◆ **Required work**:
Output each record in full, exactly as it stands.

****************

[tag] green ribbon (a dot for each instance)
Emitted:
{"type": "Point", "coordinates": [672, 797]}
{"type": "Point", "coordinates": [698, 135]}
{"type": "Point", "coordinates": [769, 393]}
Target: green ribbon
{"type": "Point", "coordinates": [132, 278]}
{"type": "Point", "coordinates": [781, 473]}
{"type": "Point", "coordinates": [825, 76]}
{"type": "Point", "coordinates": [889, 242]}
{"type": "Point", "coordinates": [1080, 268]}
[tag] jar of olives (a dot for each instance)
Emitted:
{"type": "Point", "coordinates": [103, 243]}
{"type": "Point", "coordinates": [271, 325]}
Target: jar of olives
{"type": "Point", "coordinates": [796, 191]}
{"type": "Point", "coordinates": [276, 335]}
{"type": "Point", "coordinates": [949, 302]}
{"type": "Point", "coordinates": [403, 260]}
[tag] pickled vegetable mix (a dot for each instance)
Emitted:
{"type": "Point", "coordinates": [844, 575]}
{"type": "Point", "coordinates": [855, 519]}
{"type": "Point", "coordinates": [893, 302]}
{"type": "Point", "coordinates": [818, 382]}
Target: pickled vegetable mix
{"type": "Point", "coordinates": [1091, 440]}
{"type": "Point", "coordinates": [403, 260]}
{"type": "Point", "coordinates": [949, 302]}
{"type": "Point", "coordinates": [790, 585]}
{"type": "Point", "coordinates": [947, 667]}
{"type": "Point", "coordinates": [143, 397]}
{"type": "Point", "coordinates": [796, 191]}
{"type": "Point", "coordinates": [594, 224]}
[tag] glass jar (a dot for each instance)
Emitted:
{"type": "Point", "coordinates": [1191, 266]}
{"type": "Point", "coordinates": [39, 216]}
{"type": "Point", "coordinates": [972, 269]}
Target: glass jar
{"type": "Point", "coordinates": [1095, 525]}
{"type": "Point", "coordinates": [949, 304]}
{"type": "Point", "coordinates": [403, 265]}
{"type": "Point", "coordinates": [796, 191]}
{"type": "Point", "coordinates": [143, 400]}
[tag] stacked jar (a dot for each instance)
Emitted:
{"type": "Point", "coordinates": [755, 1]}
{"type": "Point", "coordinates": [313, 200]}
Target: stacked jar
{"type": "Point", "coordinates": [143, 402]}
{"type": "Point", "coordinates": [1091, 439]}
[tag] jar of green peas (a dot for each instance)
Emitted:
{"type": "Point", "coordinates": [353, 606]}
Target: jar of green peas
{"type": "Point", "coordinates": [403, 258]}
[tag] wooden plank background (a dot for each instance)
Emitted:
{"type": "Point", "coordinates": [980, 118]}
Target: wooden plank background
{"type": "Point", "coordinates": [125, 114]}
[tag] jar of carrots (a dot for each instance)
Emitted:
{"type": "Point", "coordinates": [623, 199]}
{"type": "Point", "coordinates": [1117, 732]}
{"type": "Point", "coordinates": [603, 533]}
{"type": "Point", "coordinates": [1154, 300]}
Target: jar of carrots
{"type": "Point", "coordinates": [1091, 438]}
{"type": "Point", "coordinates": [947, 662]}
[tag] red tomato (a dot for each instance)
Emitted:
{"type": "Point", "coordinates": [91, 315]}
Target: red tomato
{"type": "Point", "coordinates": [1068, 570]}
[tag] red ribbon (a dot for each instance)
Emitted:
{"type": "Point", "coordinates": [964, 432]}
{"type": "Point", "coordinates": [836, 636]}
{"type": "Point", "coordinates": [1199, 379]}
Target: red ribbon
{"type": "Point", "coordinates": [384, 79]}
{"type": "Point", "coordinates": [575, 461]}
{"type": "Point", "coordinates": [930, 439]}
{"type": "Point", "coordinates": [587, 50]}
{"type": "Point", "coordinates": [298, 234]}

****************

◆ **Output for this task**:
[tag] green ribbon (a dot for each instance)
Emitted:
{"type": "Point", "coordinates": [672, 797]}
{"type": "Point", "coordinates": [698, 135]}
{"type": "Point", "coordinates": [769, 393]}
Target: green ribbon
{"type": "Point", "coordinates": [132, 278]}
{"type": "Point", "coordinates": [781, 473]}
{"type": "Point", "coordinates": [825, 76]}
{"type": "Point", "coordinates": [889, 242]}
{"type": "Point", "coordinates": [1080, 268]}
[tag] jar of olives (a dot for each instance)
Emitted:
{"type": "Point", "coordinates": [103, 243]}
{"type": "Point", "coordinates": [271, 325]}
Target: jar of olives
{"type": "Point", "coordinates": [796, 191]}
{"type": "Point", "coordinates": [276, 335]}
{"type": "Point", "coordinates": [949, 302]}
{"type": "Point", "coordinates": [403, 260]}
[tag] pickled vegetable mix (a dot for each instance)
Emitted:
{"type": "Point", "coordinates": [844, 575]}
{"type": "Point", "coordinates": [855, 519]}
{"type": "Point", "coordinates": [893, 302]}
{"type": "Point", "coordinates": [818, 382]}
Target: pickled vegetable mix
{"type": "Point", "coordinates": [1091, 440]}
{"type": "Point", "coordinates": [403, 260]}
{"type": "Point", "coordinates": [949, 302]}
{"type": "Point", "coordinates": [790, 585]}
{"type": "Point", "coordinates": [947, 667]}
{"type": "Point", "coordinates": [143, 397]}
{"type": "Point", "coordinates": [796, 191]}
{"type": "Point", "coordinates": [594, 224]}
[tag] glass jar (a dot for each instance)
Emitted:
{"type": "Point", "coordinates": [1191, 266]}
{"type": "Point", "coordinates": [39, 216]}
{"type": "Point", "coordinates": [972, 269]}
Target: glass jar
{"type": "Point", "coordinates": [1095, 525]}
{"type": "Point", "coordinates": [949, 304]}
{"type": "Point", "coordinates": [403, 265]}
{"type": "Point", "coordinates": [796, 191]}
{"type": "Point", "coordinates": [143, 400]}
[tag] stacked jar (a dot for each instance)
Emitted:
{"type": "Point", "coordinates": [755, 1]}
{"type": "Point", "coordinates": [313, 200]}
Target: stacked jar
{"type": "Point", "coordinates": [143, 402]}
{"type": "Point", "coordinates": [1091, 439]}
[tag] jar of green peas (a dot for each instance)
Emitted:
{"type": "Point", "coordinates": [353, 606]}
Target: jar of green peas
{"type": "Point", "coordinates": [403, 258]}
[tag] wooden plank background (a dot for each instance)
Emitted:
{"type": "Point", "coordinates": [980, 118]}
Target: wooden plank background
{"type": "Point", "coordinates": [125, 114]}
[tag] jar of carrots (a dot for each instance)
Emitted:
{"type": "Point", "coordinates": [623, 199]}
{"type": "Point", "coordinates": [1117, 732]}
{"type": "Point", "coordinates": [603, 533]}
{"type": "Point", "coordinates": [1154, 300]}
Target: jar of carrots
{"type": "Point", "coordinates": [1091, 438]}
{"type": "Point", "coordinates": [947, 662]}
[tag] red tomato (a dot for each instance)
Emitted:
{"type": "Point", "coordinates": [91, 315]}
Target: red tomato
{"type": "Point", "coordinates": [1068, 570]}
[tag] red ribbon (a dot for each instance)
Emitted:
{"type": "Point", "coordinates": [964, 432]}
{"type": "Point", "coordinates": [836, 636]}
{"type": "Point", "coordinates": [1199, 379]}
Target: red ribbon
{"type": "Point", "coordinates": [384, 79]}
{"type": "Point", "coordinates": [575, 461]}
{"type": "Point", "coordinates": [930, 439]}
{"type": "Point", "coordinates": [587, 50]}
{"type": "Point", "coordinates": [298, 234]}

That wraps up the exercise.